[begin PASSAGE SHOWN]

A calling, vocation, and award-winning dissertation
When Carl Ralston ’92 went on a mission trip to Thailand in 2003, he felt God calling him to help bring an end to child sex slavery after he learned about a girl named Nhu, who was sold at age 13 into the sex trade. This experience shaped the course of his life and prompted him to launch “Remember Nhu,” a nonprofit organization dedicated to ending child sex slavery through prevention.
Remember Nhu identifies children who are at risk of being sold in the sex trade and provides them with homes where their physical, educational, emotional, and spiritual needs are met. This gives them supportive environments where they can grow and lowers the risk of them joining the sex trade later in life. Currently, Remember Nhu has 109 homes in 16 countries.
Ralston recently received a Doctorate of Ministry in Global Leadership from Alliance Theological Seminary in Nyack, New York. His dissertation, “Ending Sex Slavery through Prevention: How Remember Nhu Prevented Children from Entering the Sex Trade from 2007 to 2018” was awarded Dissertation of the Year.

[end PASSAGE SHOWN]

WRITTEN INSTRUCTION A ▸ Reproduce the records between the line holding "Expected: a point inside each instance of the iron" and the line holding "point(55, 281)", inclusive, with the requests kept as they are. Shift every point coordinate in the answers by -118, leaving the sample points in the requests untouched.

[begin INPUT]

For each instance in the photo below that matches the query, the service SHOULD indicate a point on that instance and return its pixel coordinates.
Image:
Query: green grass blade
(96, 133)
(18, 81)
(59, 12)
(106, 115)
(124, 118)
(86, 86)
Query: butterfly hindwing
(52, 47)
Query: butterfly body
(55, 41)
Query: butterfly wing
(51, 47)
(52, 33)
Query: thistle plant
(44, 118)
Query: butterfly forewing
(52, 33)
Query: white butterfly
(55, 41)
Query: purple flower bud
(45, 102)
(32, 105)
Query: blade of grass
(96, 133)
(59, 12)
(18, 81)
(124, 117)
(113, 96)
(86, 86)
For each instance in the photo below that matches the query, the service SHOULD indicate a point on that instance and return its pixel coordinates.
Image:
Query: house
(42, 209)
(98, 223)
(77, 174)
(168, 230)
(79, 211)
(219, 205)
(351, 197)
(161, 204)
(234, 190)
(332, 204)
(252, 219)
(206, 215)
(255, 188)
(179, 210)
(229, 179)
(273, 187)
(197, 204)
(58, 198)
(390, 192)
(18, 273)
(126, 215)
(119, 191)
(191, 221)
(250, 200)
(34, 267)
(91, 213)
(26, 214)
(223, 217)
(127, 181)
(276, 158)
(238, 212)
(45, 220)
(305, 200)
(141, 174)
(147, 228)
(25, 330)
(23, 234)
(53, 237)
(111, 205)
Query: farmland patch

[end INPUT]
[begin INPUT]

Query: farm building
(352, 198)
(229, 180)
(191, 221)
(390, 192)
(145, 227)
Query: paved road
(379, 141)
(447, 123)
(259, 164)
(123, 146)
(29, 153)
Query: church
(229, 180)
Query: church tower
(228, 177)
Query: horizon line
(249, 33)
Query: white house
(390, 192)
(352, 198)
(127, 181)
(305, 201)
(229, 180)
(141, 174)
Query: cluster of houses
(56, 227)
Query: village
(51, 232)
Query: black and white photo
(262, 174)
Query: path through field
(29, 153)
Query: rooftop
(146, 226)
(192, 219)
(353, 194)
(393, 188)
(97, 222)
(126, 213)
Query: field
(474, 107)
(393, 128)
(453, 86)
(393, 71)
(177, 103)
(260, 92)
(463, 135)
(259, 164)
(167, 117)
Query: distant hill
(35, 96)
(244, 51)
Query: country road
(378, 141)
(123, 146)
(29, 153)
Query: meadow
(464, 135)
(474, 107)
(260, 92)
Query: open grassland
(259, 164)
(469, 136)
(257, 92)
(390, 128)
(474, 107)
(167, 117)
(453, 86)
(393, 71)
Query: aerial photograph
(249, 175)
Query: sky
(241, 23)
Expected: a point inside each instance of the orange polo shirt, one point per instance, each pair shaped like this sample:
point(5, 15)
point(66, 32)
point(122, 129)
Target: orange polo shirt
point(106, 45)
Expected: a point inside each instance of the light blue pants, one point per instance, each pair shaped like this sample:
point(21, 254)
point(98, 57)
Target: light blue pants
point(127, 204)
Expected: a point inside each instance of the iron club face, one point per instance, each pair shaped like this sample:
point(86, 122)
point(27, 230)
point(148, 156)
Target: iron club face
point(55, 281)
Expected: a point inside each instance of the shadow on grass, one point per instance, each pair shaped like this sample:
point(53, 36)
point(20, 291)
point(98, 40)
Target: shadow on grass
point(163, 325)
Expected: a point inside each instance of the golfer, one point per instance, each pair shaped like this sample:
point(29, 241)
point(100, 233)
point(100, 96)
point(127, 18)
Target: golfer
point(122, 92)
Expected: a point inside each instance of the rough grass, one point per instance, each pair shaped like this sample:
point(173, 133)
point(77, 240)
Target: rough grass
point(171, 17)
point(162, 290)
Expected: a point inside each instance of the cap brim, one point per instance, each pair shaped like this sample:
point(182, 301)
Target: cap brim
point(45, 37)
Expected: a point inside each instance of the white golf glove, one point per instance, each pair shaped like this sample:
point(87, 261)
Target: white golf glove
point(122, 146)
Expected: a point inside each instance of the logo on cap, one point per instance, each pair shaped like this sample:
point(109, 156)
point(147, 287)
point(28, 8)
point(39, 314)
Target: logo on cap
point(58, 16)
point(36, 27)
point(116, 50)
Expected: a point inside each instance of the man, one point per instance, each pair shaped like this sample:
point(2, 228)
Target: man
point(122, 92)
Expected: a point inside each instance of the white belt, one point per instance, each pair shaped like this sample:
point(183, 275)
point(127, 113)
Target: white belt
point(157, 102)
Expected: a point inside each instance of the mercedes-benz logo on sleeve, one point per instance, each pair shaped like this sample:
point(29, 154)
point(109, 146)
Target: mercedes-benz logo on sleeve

[end INPUT]

WRITTEN INSTRUCTION B ▸ In the article about Carl Ralston, condense the paragraph beginning "Remember Nhu identifies children" into a shorter version that keeps its main facts.

WORKED SOLUTION A ▸
Expected: a point inside each instance of the iron club face, one point per instance, each pair shaped like this sample:
point(86, 122)
point(27, 230)
point(148, 156)
Target: iron club face
point(-63, 163)

WORKED SOLUTION B ▸ Remember Nhu finds children at risk of being sold into the sex trade and gives them homes that meet their physical, educational, emotional, and spiritual needs. These supportive settings lower the chance that they enter the sex trade later. The organization currently runs 109 homes in 16 countries.